### Problem to solve
Report each line in the listing below that contains the string "bucket", copying each such line in full. Case counts, so only exact-case matches qualify.

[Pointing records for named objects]
________________

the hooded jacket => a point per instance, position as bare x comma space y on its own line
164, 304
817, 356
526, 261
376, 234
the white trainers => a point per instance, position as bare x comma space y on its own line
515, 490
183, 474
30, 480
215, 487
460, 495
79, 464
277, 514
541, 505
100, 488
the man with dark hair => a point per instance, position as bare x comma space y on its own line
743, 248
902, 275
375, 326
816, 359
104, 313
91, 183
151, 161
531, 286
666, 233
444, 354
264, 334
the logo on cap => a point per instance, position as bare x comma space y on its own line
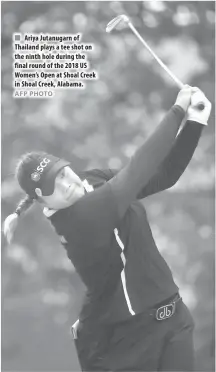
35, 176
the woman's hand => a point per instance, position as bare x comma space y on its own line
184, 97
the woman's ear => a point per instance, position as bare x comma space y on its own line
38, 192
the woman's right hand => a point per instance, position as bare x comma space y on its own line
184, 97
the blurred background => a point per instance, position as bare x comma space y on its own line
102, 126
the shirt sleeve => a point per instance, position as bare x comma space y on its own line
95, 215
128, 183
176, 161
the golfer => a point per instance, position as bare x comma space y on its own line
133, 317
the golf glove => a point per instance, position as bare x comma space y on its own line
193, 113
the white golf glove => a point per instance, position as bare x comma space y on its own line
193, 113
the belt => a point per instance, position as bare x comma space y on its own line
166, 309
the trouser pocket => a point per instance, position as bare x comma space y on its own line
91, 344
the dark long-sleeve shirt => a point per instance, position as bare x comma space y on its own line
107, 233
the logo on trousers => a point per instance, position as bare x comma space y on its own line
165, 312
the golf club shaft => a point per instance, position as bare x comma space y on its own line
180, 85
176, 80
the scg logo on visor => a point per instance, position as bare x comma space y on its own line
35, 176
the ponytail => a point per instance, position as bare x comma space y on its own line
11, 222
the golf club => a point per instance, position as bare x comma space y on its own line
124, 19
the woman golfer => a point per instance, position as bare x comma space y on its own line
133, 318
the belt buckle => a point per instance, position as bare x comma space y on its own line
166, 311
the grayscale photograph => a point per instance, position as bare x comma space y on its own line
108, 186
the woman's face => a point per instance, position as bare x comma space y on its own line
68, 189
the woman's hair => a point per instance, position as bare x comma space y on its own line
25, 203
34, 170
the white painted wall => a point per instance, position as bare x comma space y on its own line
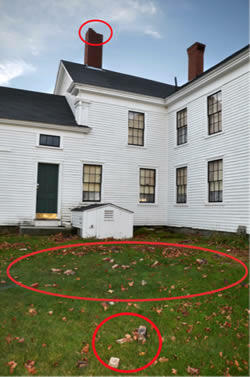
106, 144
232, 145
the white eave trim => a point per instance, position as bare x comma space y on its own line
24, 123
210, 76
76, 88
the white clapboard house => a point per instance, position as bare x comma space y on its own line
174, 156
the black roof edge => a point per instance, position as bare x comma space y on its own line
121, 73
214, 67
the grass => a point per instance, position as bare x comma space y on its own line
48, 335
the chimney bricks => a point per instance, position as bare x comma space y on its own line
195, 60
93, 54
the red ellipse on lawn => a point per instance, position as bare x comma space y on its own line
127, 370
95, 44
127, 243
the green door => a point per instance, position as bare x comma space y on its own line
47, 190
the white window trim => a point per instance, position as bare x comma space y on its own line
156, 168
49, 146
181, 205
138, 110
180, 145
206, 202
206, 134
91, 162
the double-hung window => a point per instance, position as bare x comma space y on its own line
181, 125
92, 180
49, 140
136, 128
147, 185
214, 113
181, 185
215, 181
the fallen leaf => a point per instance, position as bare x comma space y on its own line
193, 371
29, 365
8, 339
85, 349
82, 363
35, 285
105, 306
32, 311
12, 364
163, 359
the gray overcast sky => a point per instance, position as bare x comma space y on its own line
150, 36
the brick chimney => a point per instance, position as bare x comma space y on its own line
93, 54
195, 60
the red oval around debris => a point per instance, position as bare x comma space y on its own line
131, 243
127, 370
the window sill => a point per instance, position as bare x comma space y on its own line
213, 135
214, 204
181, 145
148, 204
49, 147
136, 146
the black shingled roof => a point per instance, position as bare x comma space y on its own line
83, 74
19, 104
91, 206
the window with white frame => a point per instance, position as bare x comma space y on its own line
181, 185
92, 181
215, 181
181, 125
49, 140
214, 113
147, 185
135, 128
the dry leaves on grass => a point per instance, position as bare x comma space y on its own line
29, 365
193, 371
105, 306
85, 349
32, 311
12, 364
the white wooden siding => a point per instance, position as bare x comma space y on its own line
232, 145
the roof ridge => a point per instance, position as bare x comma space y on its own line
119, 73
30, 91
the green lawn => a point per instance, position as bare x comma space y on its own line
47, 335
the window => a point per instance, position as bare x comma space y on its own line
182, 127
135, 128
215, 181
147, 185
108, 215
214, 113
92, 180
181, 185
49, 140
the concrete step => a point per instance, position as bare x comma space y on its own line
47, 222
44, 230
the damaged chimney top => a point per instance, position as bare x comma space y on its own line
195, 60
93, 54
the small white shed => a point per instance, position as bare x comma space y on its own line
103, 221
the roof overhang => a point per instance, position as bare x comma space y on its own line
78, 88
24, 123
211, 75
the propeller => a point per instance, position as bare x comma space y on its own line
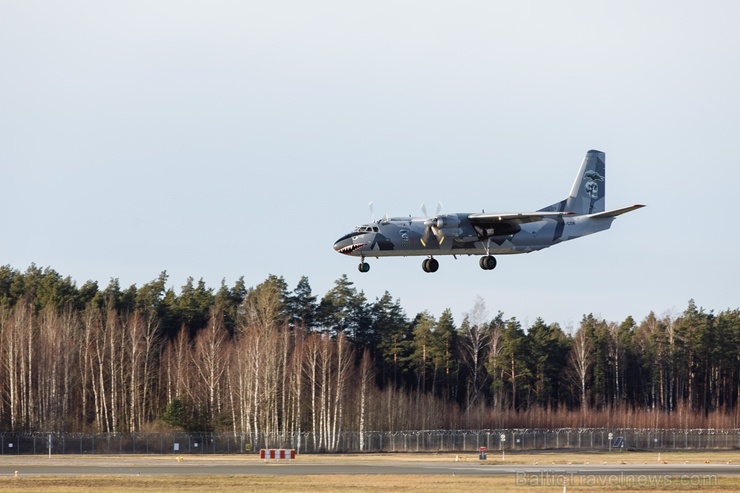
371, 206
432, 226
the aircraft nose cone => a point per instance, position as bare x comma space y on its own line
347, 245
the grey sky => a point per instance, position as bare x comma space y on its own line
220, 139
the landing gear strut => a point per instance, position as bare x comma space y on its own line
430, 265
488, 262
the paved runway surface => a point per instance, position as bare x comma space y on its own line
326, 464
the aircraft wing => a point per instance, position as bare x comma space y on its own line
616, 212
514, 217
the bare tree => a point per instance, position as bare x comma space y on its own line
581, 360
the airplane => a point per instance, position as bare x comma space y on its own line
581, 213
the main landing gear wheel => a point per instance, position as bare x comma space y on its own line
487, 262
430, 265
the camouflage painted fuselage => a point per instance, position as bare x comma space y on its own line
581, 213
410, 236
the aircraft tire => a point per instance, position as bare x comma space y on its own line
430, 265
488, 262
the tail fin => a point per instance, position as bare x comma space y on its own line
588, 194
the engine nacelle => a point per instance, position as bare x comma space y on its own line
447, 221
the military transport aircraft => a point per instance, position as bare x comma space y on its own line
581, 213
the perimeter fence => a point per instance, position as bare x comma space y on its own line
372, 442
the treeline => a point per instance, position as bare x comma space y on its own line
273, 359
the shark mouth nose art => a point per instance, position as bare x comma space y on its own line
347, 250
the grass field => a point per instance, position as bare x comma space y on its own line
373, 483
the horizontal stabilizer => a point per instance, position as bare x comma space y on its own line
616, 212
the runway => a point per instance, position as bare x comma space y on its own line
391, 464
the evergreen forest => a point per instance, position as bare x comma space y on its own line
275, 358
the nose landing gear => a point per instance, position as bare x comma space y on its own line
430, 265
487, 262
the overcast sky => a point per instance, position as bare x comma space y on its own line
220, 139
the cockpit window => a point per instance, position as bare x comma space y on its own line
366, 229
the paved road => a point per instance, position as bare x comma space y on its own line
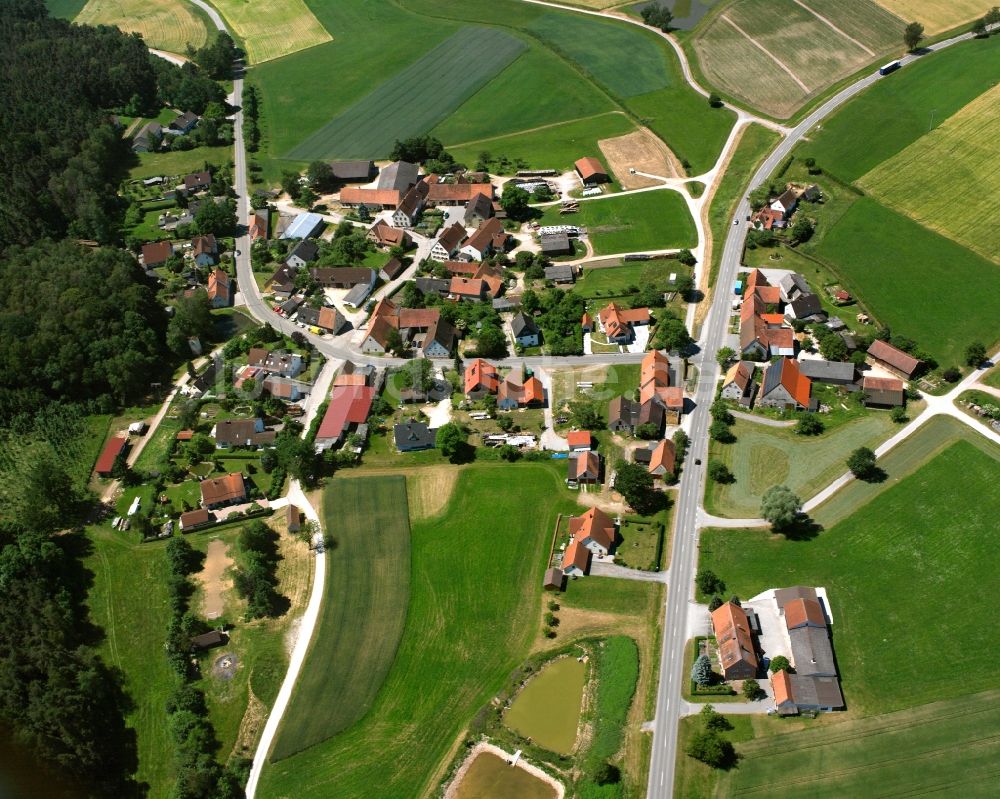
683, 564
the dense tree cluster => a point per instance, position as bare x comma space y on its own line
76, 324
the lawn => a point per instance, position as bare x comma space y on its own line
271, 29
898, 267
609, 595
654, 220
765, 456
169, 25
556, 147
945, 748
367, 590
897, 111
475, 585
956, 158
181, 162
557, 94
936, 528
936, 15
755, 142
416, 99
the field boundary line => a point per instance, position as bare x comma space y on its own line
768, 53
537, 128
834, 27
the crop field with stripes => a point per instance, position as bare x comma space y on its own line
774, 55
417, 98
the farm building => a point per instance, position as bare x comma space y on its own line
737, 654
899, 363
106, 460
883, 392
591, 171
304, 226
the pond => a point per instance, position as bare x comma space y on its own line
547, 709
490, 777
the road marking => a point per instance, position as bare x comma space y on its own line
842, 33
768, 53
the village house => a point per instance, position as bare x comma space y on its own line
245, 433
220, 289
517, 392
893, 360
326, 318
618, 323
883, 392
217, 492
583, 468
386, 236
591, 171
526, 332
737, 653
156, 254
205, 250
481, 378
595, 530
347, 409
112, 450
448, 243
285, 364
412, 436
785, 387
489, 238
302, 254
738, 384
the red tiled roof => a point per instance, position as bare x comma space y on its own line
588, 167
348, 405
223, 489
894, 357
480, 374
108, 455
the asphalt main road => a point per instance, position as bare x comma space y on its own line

________________

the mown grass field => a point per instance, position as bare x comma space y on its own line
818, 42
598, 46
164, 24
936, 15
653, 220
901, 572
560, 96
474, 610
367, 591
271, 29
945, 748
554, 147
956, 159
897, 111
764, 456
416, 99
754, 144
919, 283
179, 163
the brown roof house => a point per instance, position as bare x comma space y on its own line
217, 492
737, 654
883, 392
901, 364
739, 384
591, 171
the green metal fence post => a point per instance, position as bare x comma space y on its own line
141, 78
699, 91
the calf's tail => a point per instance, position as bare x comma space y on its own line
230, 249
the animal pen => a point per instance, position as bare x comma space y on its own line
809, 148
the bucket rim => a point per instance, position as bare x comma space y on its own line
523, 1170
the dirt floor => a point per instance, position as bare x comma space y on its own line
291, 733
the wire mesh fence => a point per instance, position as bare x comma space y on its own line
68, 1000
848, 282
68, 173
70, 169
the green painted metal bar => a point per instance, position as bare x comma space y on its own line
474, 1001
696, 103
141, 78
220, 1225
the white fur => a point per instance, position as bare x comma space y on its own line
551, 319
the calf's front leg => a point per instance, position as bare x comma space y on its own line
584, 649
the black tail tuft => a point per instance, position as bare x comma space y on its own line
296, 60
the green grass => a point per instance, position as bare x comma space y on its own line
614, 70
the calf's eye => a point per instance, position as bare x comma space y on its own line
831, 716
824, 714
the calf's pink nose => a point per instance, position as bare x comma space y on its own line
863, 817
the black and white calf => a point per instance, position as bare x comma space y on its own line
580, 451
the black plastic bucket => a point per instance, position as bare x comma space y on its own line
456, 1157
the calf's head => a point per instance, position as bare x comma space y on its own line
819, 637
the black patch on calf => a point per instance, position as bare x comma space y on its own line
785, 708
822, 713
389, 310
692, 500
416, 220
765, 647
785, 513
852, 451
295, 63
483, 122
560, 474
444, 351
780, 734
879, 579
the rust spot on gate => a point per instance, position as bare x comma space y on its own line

________________

### Answer to this problem
the bucket rim => a point per instance, position as bare x comma space y on its own line
the black plastic bucket => a point per instance, position as bare x comma space y on its own line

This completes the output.